**Set task:** Copy the data below verbatim, from the line containing "Where can the red side" through the line containing "<point>353,774</point>", and nothing else.

**Provided data:**
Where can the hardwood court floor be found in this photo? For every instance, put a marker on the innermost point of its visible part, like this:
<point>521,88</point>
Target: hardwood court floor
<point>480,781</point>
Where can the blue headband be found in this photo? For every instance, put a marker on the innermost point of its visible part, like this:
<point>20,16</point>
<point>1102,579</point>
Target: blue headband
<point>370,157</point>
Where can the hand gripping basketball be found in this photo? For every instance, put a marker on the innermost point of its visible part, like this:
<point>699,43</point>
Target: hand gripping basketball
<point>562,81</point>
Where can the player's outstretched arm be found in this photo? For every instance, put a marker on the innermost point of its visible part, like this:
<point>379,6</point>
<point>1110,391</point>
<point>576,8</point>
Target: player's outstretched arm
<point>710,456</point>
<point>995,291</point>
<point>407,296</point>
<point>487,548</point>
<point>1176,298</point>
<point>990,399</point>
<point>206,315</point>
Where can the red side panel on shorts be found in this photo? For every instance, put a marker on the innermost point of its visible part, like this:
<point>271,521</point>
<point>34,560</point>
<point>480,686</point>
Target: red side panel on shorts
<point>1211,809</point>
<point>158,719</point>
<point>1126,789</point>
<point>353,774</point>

* * *

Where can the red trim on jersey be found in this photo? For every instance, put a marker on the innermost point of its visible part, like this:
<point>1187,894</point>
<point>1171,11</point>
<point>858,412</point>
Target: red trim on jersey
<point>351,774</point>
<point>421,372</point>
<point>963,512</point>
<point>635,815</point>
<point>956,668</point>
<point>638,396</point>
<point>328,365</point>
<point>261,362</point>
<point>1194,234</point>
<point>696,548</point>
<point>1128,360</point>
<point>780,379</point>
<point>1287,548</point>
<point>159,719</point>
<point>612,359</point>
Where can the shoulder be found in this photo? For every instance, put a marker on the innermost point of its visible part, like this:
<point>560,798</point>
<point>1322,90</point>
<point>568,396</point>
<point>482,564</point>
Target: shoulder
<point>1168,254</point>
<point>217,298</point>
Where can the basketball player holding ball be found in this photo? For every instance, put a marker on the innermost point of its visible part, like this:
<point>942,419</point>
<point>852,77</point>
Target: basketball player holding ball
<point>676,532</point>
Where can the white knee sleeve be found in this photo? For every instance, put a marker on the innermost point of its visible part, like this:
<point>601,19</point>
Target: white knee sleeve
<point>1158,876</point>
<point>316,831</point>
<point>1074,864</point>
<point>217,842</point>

**Solution for this problem:**
Where can the red side panel on shorts be found in this photo? For every instance, put a marker on the innermost point of its visible part, like this:
<point>271,521</point>
<point>34,560</point>
<point>480,686</point>
Target: red side panel on shorts
<point>1211,809</point>
<point>158,719</point>
<point>1126,789</point>
<point>353,774</point>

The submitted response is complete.